Likewise then with “Popess” – at that time the word and the concept had not gained currency, there was no antecedent and certainly no dignity in the term. Like a woman becoming a physician and some people insisting on using the word “doctress” to describe her, for a woman to attain the papacy and for anyone to insist on calling attention thereby to her gender would probably have been laughable if it were not intended to denigate her, which is precisely how De Mailly introduced it. It remained attached to Pope Joan, or, when it begins to appear in the vernacular, as a ribald term or a way to express a woman’s unofficial relation to a male office (like Piccolomini’s – the Pope’s – sister). In other words, Popess was never a term of respect and dignity, much less an actual title a woman would aspire to. While it seems laudable today to try to “reclaim” certain terms and use them to build up rather than tear down the dignity of the subject, such a process should be recognized for what it is in the present – a militant and polemical tactic – and not blind the historian to the anachronism of using it to describe past subjects.
The first person I can find to use the term Papissa when describing Maifreda is Giovanni Pietro Puricelli (1589-1659), in his summary of the beliefs of the sect of Guglielmites, point 8 (of twelve). This was first edited and published by Lodovico Antonio Muratori (1672-1750) in 1741 (this summary was widely translated into Italian, French and English).
Puricelli’s summary of Saramita’s statements goes:
“Mayfreda futura erat vera Papissa, auctoritate & potestate veri Papae praedita, ita ut Papa & Papatus Ecclesiae Romanae, qui tunc erat, abolendus esset, & locum daturus Mayfredae Papissae, aqua baptismo sacro abluendi erant Judaei, Saraceni, ceteraeque nationes, quae sunt extra Ecclesiam Romanam, & nondum sunt baptizatae.“
(Lodovico Antonio Muratori, ed., Antiquitates italicae medii aevi, t. 5 (Milan, 1741), col. 92)
(In the future Maifreda was to be a true Popess, provided with the authority and power of the true Pope, just as the Pope and Papacy of the Roman Church, which then was, would be abolished, and the place being given to the Popess Maifreda, Jews, Saracens, and the other nations, who are outside of the Roman Church and not yet baptized, should be cleansed in the water of holy baptism.)

What this exercise asks –
[a] Name every language into which the passage on the word "Popess" says Puricelli's summary was widely translated.
[b] According to the passage on the word "Popess," who first edited and published Puricelli's summary of the Guglielmite beliefs, and in what year?
[c] Proceed with the passage on the word "Popess" and Maifreda, writing on from its final paragraph.

Collected data –
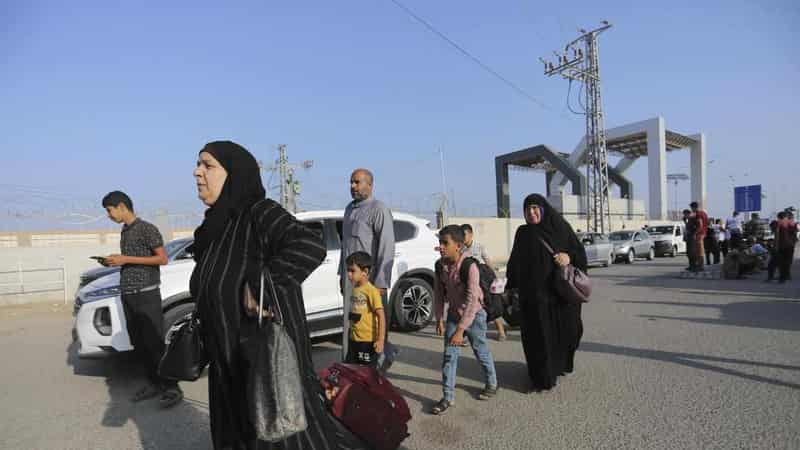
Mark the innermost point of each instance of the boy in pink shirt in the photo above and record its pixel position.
(464, 316)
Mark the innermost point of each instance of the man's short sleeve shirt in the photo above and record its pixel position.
(139, 239)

Expected results –
[a] Italian, French and English.

[b] Lodovico Antonio Muratori, in 1741.

[c]
Compare this to the original from the deposition of Andrea Saramita (which Puricelli had in front of him), 13 August 1300:
“…[S]oror Mayfeda deberet esse verus papa et habere plenam et veram iurisdictionem et auctoritatem veri papa et quod ipsa deberet esse verus vicarius Spiritus sancti in terra et quod papa et papatus Romane ecclesie, que nunc est, et eius ritus et auctoritatas et curia cardinalium cessare deberent. Et quod dicta soror haberet predictam auctoritatem pape et papatus Romane ecclesie et quod ipsa Mayfreda deberet baptiçare Iudeos et Sarracenos et omnes alias nationes que sunt extra ecclesiam Romanam que nundum sunt baptiçate.”
(Marina Benedetti, ed., Milano 1300. I processi inquisitoriali contro le devote e i devoti di santa Guglielma (Scheiwiller, 1999), pp. 172-174)
(Sister Maifreda would be the true pope and have full and real jurisdiction and authority of the true pope and that she would be the true vicar of the Holy Spirit on the earth and that the pope and papacy of the Roman Church which currently exists, along with its rites, authorities and curia of cardinals would cease. And that the said sister would have the foresaid authority of the pope and papacy of the Roman Church and that Maifreda herself would baptize Jews, Saracens and all other nations that are outside the Roman Church who are not yet baptized.)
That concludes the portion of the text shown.